- Opening Delimiter -
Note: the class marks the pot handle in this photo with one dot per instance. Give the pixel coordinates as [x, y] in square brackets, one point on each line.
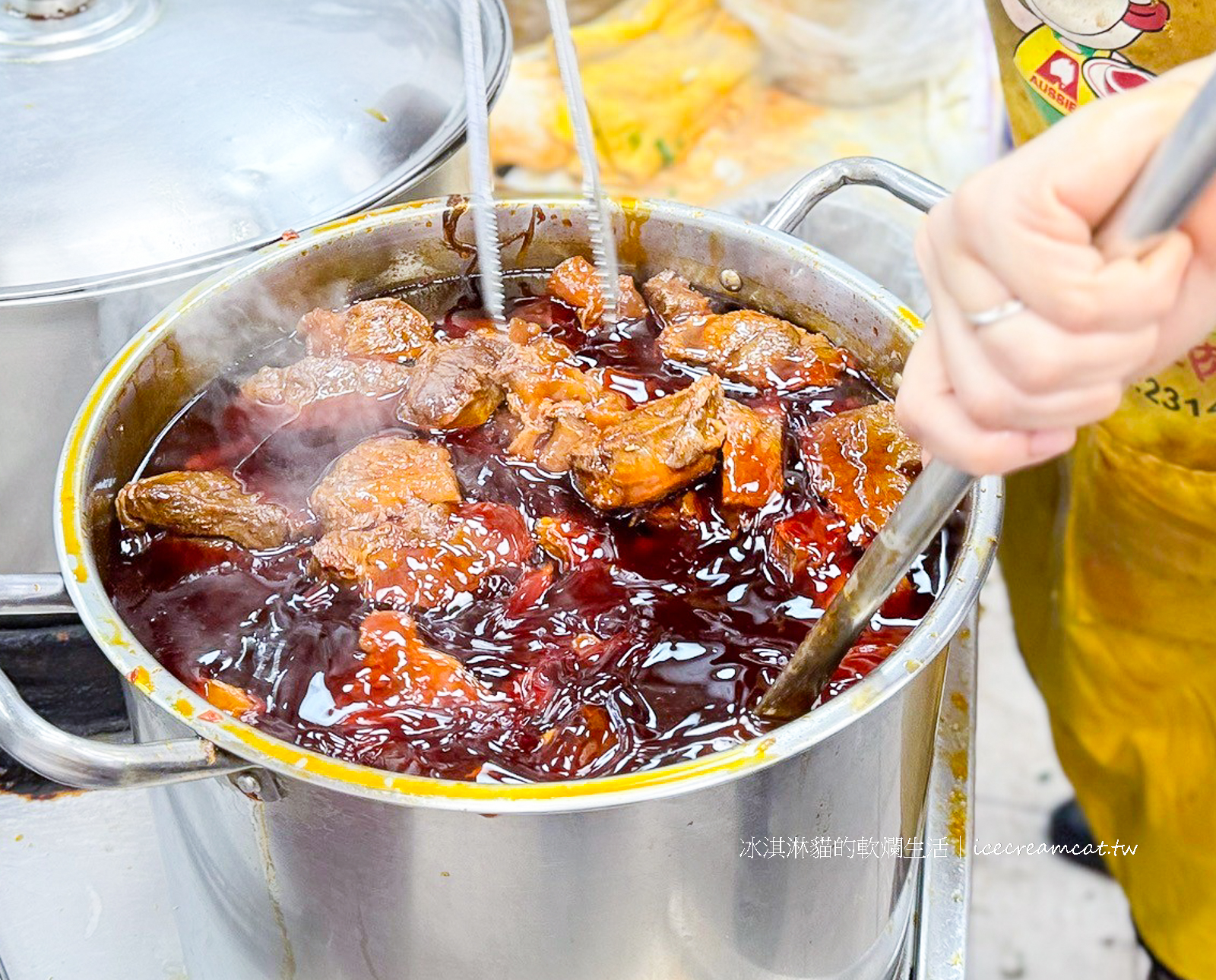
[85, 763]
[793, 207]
- Closing Delimiter -
- Opening Delimiter -
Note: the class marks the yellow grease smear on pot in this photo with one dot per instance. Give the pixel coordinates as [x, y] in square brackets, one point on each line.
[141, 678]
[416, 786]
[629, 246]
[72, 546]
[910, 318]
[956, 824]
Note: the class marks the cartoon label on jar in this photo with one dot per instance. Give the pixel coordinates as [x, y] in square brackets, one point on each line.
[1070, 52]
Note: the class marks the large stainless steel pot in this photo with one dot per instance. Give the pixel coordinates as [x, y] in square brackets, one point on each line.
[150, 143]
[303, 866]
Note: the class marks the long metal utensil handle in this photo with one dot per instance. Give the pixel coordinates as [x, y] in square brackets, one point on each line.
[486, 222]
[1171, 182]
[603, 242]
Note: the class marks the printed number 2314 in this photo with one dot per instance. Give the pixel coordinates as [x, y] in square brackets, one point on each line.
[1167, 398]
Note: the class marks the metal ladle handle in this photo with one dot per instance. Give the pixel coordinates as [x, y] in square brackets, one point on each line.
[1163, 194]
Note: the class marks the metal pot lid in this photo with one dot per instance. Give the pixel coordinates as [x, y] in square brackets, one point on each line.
- Closing Delimiter -
• **Exercise goal**
In the listing above, the lines from the one containing "Note: the class marks the cartoon" through the one containing "Note: the class marks the metal pot" must be set down exactly, with no other lines.

• **Response area**
Note: the class marks the cartoon label on jar in this photo with one dot per instance. Give the pixel coordinates as [x, y] in square brackets, one point on each line.
[1070, 52]
Note: the class marks the large stainless steel pot in this photo with one dot per instance. Give the pixel coordinates as [x, y] in square brackets, one point on each line.
[150, 143]
[303, 866]
Note: the class marks the long metal utensil handle in this photo with one dot per instance. Give the pixel coordinates as [x, y] in square brackets, one point on each line.
[486, 222]
[1171, 182]
[603, 242]
Note: the class marks the printed number 2314 in this photo with one dot per instance. Give the pixel coordinates as [x, y] in square brackets, one point on each line.
[1167, 398]
Note: the class marks the metal ladle handle in this photo with one dot per instance. Give the pixel coordinates as [x, y] in square brackets, one point on each line.
[1163, 194]
Note: the class marks the metal pot lid in this photo with one dot per instance. Give the pixel coordinates as [x, y] in square brackets, one point on each line.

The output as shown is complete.